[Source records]
######

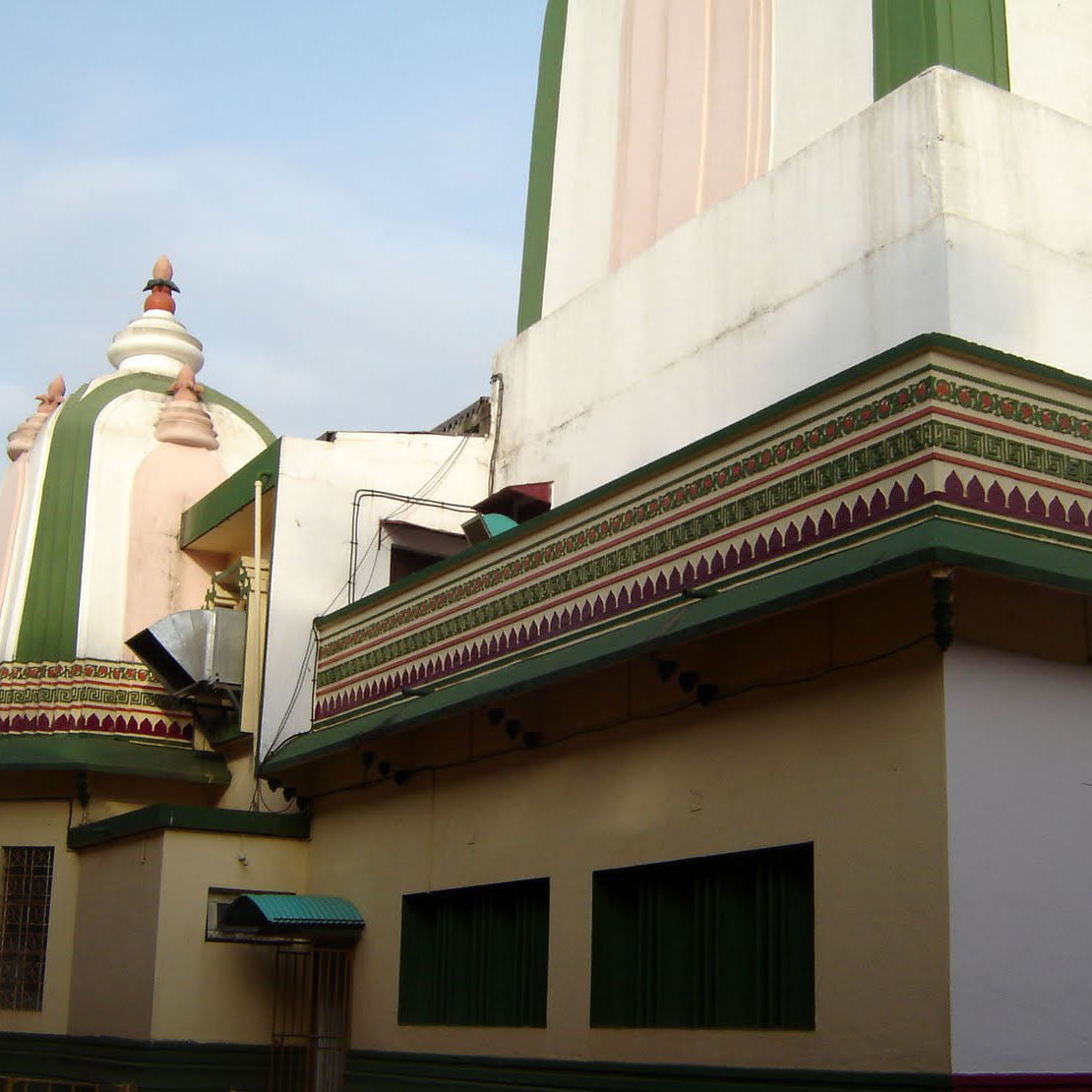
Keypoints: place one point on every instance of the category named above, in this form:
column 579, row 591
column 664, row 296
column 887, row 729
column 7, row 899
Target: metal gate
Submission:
column 311, row 1001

######

● **Goal of the exercise**
Hand back the data exactly as it appears, with all pictures cut.

● **Result of the exercise**
Keypoints: place one point on every instance of the category named above, in this form:
column 579, row 591
column 664, row 296
column 887, row 729
column 7, row 899
Target: metal gate
Submission:
column 311, row 1001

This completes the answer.